§ YOUR INSTRUCTIONS: Reproduce the records below in their entirety, exactly as shown.

[Collected data]
..........

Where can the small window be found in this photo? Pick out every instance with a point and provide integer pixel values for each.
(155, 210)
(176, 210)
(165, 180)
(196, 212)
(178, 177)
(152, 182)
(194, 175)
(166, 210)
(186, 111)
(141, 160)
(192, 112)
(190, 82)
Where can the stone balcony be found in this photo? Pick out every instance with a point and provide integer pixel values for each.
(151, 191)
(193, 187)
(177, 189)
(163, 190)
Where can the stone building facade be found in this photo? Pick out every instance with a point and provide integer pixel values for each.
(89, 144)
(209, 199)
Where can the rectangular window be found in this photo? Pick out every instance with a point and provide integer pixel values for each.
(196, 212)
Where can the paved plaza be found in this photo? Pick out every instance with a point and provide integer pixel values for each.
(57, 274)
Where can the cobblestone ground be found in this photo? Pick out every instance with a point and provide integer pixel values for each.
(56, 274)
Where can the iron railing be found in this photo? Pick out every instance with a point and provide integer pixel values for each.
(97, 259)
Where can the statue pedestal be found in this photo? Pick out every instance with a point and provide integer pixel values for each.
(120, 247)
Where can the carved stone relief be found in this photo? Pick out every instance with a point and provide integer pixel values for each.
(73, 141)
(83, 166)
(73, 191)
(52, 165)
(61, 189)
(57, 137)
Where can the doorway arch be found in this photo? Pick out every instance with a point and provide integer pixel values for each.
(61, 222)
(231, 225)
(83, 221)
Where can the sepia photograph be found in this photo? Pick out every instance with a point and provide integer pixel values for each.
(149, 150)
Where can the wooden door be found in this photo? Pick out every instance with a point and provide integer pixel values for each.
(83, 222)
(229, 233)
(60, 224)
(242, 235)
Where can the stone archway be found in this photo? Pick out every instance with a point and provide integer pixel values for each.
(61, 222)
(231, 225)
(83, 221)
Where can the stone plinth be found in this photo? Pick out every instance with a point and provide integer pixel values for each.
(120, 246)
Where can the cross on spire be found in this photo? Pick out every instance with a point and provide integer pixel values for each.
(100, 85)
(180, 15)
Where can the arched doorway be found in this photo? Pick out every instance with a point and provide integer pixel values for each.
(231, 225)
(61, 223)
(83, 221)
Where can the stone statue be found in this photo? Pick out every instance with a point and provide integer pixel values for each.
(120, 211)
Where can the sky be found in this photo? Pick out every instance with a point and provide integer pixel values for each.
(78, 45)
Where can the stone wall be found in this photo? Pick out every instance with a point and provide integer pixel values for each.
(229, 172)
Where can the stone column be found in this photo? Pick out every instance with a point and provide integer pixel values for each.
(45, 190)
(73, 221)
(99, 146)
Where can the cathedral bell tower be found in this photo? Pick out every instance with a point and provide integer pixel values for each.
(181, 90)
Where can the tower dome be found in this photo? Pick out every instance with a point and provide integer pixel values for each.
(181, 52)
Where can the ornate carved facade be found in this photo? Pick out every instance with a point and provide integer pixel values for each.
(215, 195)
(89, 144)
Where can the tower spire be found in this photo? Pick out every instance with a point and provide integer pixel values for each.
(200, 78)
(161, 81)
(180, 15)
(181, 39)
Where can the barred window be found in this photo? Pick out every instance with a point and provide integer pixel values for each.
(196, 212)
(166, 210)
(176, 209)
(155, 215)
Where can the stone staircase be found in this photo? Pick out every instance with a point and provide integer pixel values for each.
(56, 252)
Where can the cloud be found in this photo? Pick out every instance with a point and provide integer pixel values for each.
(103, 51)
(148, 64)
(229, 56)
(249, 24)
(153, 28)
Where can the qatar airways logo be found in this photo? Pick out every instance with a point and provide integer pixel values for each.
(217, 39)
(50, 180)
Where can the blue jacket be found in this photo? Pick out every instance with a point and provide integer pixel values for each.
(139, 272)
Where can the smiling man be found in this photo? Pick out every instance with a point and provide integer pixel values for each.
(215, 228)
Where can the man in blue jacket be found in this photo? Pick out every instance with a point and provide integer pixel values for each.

..........

§ TASK SOLUTION:
Where can the small window be found in this photo? Pick out every instance with a point and provide integer pixel values for each.
(155, 210)
(176, 210)
(165, 180)
(196, 212)
(178, 177)
(152, 182)
(194, 175)
(166, 210)
(186, 111)
(141, 160)
(192, 112)
(190, 82)
Where can the stone balcony be found in this photo? Pick out every instance with a point and provide integer pixel values for each.
(151, 191)
(193, 187)
(177, 189)
(163, 190)
Where can the stone building facade be found in this photo? Pick out every instance with a point and provide integer pixel values for each.
(89, 144)
(209, 199)
Where can the rectangular window be found in this photo? Pick out every instance with a point and provide integer pixel values for each.
(196, 212)
Where can the paved plaza be found in this photo? Pick out every instance with a point and provide integer pixel values for each.
(57, 274)
Where can the cobblestone ground be found in this photo? Pick out every instance with a point and provide integer pixel values for each.
(56, 274)
Where can the iron railing be found in this photo? Pick out every instance with a point and provide integer pixel values for each.
(97, 259)
Where can the statue pedestal be found in this photo? Pick out every instance with a point and provide integer pixel values for each.
(120, 247)
Where can the carved stone relief be found in this photo? Pick out every instance with a point and provide integer pixel values for each.
(73, 141)
(83, 166)
(73, 191)
(52, 165)
(61, 189)
(57, 137)
Where can the doorway arch be found in this photo? Pick out every instance with a point and provide integer pixel values for each.
(61, 222)
(231, 225)
(83, 221)
Where can the sepia photograph be found in this photo? Pick out every instance with a point and provide integer pixel values for each.
(149, 150)
Where can the wooden door be found in this photo? Pick out every instance with a point and provide integer pixel values for each.
(83, 222)
(229, 233)
(60, 224)
(242, 235)
Where can the stone archway be found in this photo? Pick out every instance with a point and provide integer pixel values for each.
(61, 222)
(231, 225)
(83, 221)
Where can the stone plinth be found in this photo? Pick out every instance with a point and provide integer pixel values for each.
(120, 246)
Where can the cross on spire be found in this photo? Pick out every instance with a point and provide integer pixel values for each.
(100, 85)
(180, 15)
Where can the arched doorway be found in this photo? Pick out every instance with a point and provide integer pixel values for each.
(231, 225)
(61, 223)
(83, 221)
Where can the stone statue be found in this photo? Pick out every instance with a point and provide integer pixel values for each.
(120, 211)
Where can the sky be found in this photo? Pick out every instance with a point and provide integer pixel values for each.
(78, 45)
Where can the stone wall be found in this photo? Pick out every instance with a point and provide integer pixel values for each.
(229, 172)
Where can the stone column be found in this photo? Pick out every instance with a point and provide integer pixel values for each.
(45, 190)
(73, 221)
(99, 146)
Where can the cathedral bell tower be found in this photo? Pick out every instance with a point and provide integer pixel values for each.
(181, 90)
Where can the tower dome be found in this photo? Pick out every instance with a point and provide integer pixel values for each.
(181, 52)
Where can the ornate carved facade be found in this photo? Pick out every instance with a point and provide integer pixel values for each.
(215, 195)
(89, 144)
Where can the tower spire be found in this photo? Pick out every instance with a point and provide integer pixel values for each.
(200, 78)
(161, 81)
(180, 15)
(181, 39)
Where can the barred window be found in this photo? Pick out every instance with a point and provide integer pixel values for each.
(196, 212)
(166, 210)
(176, 209)
(155, 215)
Where can the stone staircase be found in this photo? Pick out every instance with a point and provide integer pixel values for each.
(56, 252)
Where can the cloud be found in this photo? Pick out every instance with a point and provide integer pixel values for each.
(103, 51)
(148, 64)
(229, 56)
(249, 24)
(153, 28)
Where can the qatar airways logo be found in this photo? Pick out every instance with a point and provide integer pixel values for each.
(217, 39)
(50, 180)
Where can the blue jacket be found in this photo? Pick out every instance with a point and provide integer pixel values for each.
(139, 272)
Where can the smiling man be found in this photo? Pick out every instance with a point and provide integer pixel values for each.
(215, 228)
Where can the man in blue jacket be found in this photo? Pick out every instance with a point and provide integer pixel values for each.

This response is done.